Request
Could you reproduce the listing below word for word, leaving the pictures out of your answer?

Supplied material
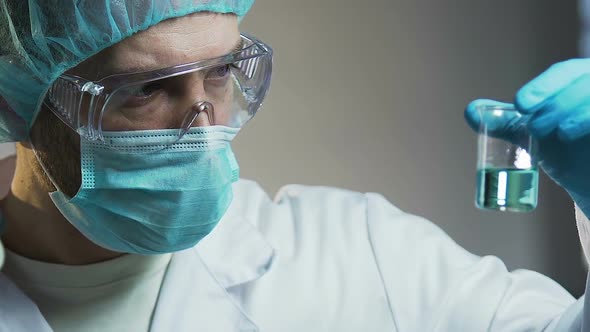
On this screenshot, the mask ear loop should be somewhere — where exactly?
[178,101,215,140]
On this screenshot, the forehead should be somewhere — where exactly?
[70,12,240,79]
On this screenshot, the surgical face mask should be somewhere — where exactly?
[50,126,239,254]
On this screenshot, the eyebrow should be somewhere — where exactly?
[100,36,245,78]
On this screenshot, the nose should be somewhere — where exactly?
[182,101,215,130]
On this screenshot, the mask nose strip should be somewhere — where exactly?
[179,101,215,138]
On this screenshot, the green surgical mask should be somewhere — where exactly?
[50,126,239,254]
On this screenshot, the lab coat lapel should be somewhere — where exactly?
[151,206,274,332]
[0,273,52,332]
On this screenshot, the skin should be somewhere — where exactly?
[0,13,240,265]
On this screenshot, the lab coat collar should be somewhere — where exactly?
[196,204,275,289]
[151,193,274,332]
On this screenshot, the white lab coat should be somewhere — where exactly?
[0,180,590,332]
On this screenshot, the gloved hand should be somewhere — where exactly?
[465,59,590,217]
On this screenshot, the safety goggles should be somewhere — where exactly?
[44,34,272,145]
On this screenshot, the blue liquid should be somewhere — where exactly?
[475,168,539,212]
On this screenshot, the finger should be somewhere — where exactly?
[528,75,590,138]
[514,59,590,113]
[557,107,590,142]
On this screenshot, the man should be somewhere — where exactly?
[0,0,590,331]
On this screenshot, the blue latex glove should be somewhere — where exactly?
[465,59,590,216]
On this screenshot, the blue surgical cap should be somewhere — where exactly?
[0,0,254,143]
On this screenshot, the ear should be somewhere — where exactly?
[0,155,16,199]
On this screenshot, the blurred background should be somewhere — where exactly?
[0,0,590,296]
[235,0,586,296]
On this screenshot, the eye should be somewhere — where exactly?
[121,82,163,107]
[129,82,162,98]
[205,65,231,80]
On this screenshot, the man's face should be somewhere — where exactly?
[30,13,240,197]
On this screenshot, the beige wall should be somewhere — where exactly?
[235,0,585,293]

Task solution
On this screenshot, the mask ear loop should be somewhere — where exactly?
[178,101,215,140]
On this screenshot, the forehead should be somewhere — where exactly?
[70,12,240,79]
On this screenshot, the surgical face mask should be somewhere — where exactly?
[50,126,239,254]
On this screenshot, the eyebrow should be somewhere — where exactly?
[100,36,245,78]
On this screenshot, the nose should be somewhere — where exactly?
[182,101,215,130]
On this screenshot, the mask nose strip should be somewhere — where exactly?
[179,101,215,138]
On this screenshot, the green surgical mask should be somewhere — where exactly?
[50,126,239,254]
On this screenshot, the lab coat lapel should be somewhere — where exactly?
[151,206,274,332]
[0,273,52,332]
On this screenshot, the skin should be somewhere — where exactly?
[0,13,240,265]
On this screenshot, the lab coat collar should be somewhere — where exactly?
[196,204,275,289]
[151,193,274,332]
On this screenshot, the white lab coat should be somewhere — where exactly?
[0,180,590,332]
On this screenshot, the gloved hand should be somewhere — where exactly?
[465,59,590,217]
On this screenshot, the safety goggles should be somewhere — where exactly?
[44,34,272,145]
On this screenshot, the blue liquid should be somewhere — where exactly?
[475,168,539,212]
On this screenshot, the finger should be somewhere — where exactly?
[528,75,590,138]
[514,59,590,113]
[557,107,590,142]
On this screenshot, the man should be somewhere — where exactly?
[0,0,590,331]
On this screenshot, the blue latex glove should be somewhere — where exactly?
[465,59,590,216]
On this screenshot, the blue surgical cap should be somewhere — where exactly?
[0,0,254,143]
On this screenshot, the ear should be somewhere — where exactly?
[0,155,16,199]
On this screenshot, the blurred background should be somewhere — where exactly?
[0,0,590,296]
[235,0,586,296]
On this screenshot, the eye should be somewhere — where exactly?
[121,82,163,107]
[129,82,162,98]
[205,65,231,80]
On this screenshot, the man's face should be somewhere — where exactly?
[30,13,240,197]
On this screenshot, the beige wall should be somewhere — where exactly?
[235,0,585,293]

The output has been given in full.